### What you are asked to do
Copy all of the rows below word for word, changing nothing.

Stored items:
■ ■ ■ ■

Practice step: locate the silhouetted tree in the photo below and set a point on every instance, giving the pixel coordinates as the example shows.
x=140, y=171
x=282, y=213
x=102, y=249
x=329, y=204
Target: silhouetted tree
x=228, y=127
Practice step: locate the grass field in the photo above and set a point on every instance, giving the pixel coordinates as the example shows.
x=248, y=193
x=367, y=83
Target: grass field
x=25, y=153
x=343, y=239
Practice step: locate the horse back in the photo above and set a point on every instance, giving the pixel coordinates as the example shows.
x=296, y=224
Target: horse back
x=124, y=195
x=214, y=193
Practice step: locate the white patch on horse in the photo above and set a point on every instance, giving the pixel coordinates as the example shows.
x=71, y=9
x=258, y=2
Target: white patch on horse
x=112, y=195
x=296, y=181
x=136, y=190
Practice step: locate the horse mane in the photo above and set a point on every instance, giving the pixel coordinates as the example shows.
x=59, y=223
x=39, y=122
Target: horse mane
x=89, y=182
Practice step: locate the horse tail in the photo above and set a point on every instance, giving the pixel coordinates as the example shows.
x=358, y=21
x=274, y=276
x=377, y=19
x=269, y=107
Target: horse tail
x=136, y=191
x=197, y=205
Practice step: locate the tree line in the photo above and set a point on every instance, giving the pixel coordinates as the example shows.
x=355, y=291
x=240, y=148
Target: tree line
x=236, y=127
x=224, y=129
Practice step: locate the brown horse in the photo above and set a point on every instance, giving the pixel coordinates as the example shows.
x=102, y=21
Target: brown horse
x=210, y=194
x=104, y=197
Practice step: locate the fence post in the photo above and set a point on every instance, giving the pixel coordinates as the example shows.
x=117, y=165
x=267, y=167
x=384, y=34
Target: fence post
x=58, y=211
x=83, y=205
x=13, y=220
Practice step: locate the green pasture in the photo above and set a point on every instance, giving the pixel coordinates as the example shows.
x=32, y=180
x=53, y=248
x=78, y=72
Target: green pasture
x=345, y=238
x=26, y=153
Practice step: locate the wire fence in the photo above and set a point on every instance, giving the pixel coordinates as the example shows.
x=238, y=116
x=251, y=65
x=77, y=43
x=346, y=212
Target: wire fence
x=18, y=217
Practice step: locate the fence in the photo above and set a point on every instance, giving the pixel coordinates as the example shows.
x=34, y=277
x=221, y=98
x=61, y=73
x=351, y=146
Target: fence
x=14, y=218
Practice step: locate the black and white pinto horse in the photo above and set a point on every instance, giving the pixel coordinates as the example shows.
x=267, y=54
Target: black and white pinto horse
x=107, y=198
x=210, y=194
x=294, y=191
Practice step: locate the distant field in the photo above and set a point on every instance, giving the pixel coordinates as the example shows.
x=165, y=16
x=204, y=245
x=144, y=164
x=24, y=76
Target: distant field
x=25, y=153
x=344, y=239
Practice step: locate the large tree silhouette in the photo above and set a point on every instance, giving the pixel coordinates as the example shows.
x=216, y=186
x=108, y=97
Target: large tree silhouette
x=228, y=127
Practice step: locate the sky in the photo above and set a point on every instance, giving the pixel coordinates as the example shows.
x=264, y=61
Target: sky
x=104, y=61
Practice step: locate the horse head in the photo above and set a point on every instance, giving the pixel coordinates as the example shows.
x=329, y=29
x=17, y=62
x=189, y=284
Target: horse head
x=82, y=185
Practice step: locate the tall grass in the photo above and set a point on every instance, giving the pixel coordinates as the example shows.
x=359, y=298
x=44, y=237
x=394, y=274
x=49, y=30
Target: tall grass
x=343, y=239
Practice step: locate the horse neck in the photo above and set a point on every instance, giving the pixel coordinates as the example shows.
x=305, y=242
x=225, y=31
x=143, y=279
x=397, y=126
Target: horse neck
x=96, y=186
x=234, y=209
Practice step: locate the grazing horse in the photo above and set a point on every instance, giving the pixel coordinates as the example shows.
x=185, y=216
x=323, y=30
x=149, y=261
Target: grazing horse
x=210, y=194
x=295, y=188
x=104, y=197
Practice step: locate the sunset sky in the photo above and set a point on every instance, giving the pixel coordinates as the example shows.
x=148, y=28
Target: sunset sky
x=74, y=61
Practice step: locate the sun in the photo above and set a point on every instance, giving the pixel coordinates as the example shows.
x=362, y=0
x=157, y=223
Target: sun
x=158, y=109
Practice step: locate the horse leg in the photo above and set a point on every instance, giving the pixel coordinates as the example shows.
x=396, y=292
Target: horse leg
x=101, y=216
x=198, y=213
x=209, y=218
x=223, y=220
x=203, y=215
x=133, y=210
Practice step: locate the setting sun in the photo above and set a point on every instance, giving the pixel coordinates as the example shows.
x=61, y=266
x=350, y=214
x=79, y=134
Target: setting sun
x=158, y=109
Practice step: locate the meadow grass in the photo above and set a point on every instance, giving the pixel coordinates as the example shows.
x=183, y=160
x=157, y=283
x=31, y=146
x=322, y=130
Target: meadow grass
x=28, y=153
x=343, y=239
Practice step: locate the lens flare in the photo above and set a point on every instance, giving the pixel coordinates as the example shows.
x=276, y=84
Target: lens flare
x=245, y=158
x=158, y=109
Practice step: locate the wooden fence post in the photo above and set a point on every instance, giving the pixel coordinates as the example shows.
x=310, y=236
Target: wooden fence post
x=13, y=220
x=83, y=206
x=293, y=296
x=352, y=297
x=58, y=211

■ ■ ■ ■

### Answer to the task
Practice step: locate the silhouetted tree in the photo below and set a point on every instance, giving the pixel coordinates as the example shows.
x=140, y=171
x=282, y=213
x=102, y=249
x=329, y=204
Target: silhouetted tree
x=228, y=127
Practice step: locate the grass field in the photo above and set a point on every instance, giving the pixel coordinates as the example shows.
x=248, y=193
x=367, y=83
Target: grass field
x=25, y=153
x=343, y=239
Practice step: locate the horse back in the photo above and set a point on every instance, giving the pixel coordinates as the example shows.
x=296, y=224
Target: horse back
x=124, y=195
x=214, y=193
Practice step: locate the white patch on horse in the photo above and set a point on every instance, giving the pixel coordinates as the example shows.
x=71, y=9
x=258, y=2
Target: white patch on horse
x=112, y=195
x=296, y=181
x=136, y=190
Practice step: locate the horse mane in the photo above and set a point on every instance, giving the pixel coordinates as the example shows.
x=59, y=223
x=39, y=122
Target: horse mane
x=89, y=182
Practice step: locate the horse tail in the photo above and set a point on every instance, giving the pixel coordinates as the example shows.
x=358, y=21
x=274, y=276
x=377, y=19
x=269, y=107
Target: horse tail
x=136, y=191
x=197, y=205
Practice step: locate the tree line in the photo above and set a point on every instance, giving the pixel coordinates as the example shows.
x=355, y=291
x=240, y=148
Target: tree line
x=236, y=127
x=224, y=129
Practice step: locate the brown horse in the photo above and set a point on every instance, giving the pixel coordinates as the example shows.
x=102, y=21
Target: brown horse
x=210, y=194
x=104, y=197
Practice step: locate the fence post in the photo above and set a point on every instance, giving the pixel coordinates as the example shows.
x=117, y=165
x=267, y=167
x=384, y=34
Target: fence post
x=58, y=211
x=83, y=205
x=13, y=220
Practice step: locate the green pasture in the photo above and set a point on every instance, giving the pixel coordinates as the example shows.
x=32, y=180
x=53, y=248
x=78, y=72
Target: green pasture
x=345, y=238
x=26, y=153
Practice step: locate the wire fence in the photo above and set a point on every instance, giving the pixel coordinates as the example shows.
x=238, y=116
x=251, y=65
x=77, y=43
x=346, y=212
Target: wire fence
x=18, y=217
Practice step: locate the fence in the photo above and set a point on every instance, giving the pixel coordinates as the example shows.
x=34, y=277
x=221, y=98
x=61, y=73
x=351, y=146
Target: fence
x=14, y=218
Practice step: locate the black and white pinto horse in the photo above and set a point on every instance, giving the pixel coordinates as the example shows.
x=267, y=54
Target: black and white pinto horse
x=107, y=198
x=210, y=194
x=294, y=191
Practice step: locate the distant field in the photo above and set a point on every instance, giving the pixel coordinates as the example shows.
x=165, y=16
x=204, y=245
x=144, y=164
x=24, y=76
Target: distant field
x=25, y=153
x=344, y=239
Practice step: locate the large tree silhouette in the photo above and set a point on every instance, giving the pixel coordinates as the example shows.
x=216, y=186
x=108, y=97
Target: large tree silhouette
x=228, y=127
Practice step: locate the sky in the photo above and set a point on every instance, giving the pixel coordinates as the example shows.
x=264, y=61
Target: sky
x=104, y=61
Practice step: locate the horse head in the photo above and set a point on every instance, giving the pixel coordinates as the example shows.
x=329, y=29
x=17, y=62
x=189, y=284
Target: horse head
x=82, y=185
Practice step: locate the tall grass in the photo above and set a point on every instance, giving the pixel coordinates as the example shows.
x=359, y=298
x=44, y=237
x=394, y=274
x=49, y=30
Target: tall grass
x=343, y=239
Practice step: locate the horse neck in the photo above and set a point on every instance, giving the pixel coordinates as the example shows.
x=305, y=242
x=225, y=31
x=143, y=279
x=397, y=126
Target: horse neck
x=96, y=186
x=234, y=209
Practice step: locate the grazing horse in the photo above and set a point on every instance, giving the pixel coordinates as the example shows.
x=185, y=216
x=323, y=30
x=149, y=261
Target: grazing horse
x=210, y=194
x=295, y=188
x=104, y=197
Practice step: locate the sunset sky in the photo above and set a point on every instance, giving the pixel coordinates as the example shows.
x=148, y=28
Target: sunset sky
x=74, y=61
Practice step: locate the sun in the photo above and set a point on every instance, giving the pixel coordinates as the example shows.
x=362, y=0
x=157, y=223
Target: sun
x=158, y=109
Practice step: locate the horse leg in the photo above and set a point on every instance, giving the pixel coordinates as the example shows.
x=396, y=292
Target: horse leg
x=101, y=216
x=198, y=213
x=209, y=218
x=223, y=220
x=203, y=215
x=133, y=210
Practice step: locate the setting sun in the photo above and set a point on every instance, giving the pixel coordinates as the example shows.
x=61, y=266
x=350, y=214
x=79, y=134
Target: setting sun
x=158, y=109
Practice step: locate the meadow grass in the photo above and set a point on every instance, giving the pixel coordinates as the example shows.
x=183, y=160
x=157, y=283
x=31, y=146
x=322, y=130
Target: meadow grass
x=28, y=153
x=343, y=239
Practice step: locate the lens flare in the photo above and set a point on every instance, giving the pixel coordinates as the example shows.
x=276, y=84
Target: lens flare
x=245, y=158
x=158, y=109
Practice step: locate the wooden fence post in the photo above and set a point on every instance, giving the pixel coordinates as the example shows.
x=310, y=236
Target: wooden fence post
x=13, y=220
x=83, y=206
x=293, y=296
x=352, y=297
x=58, y=211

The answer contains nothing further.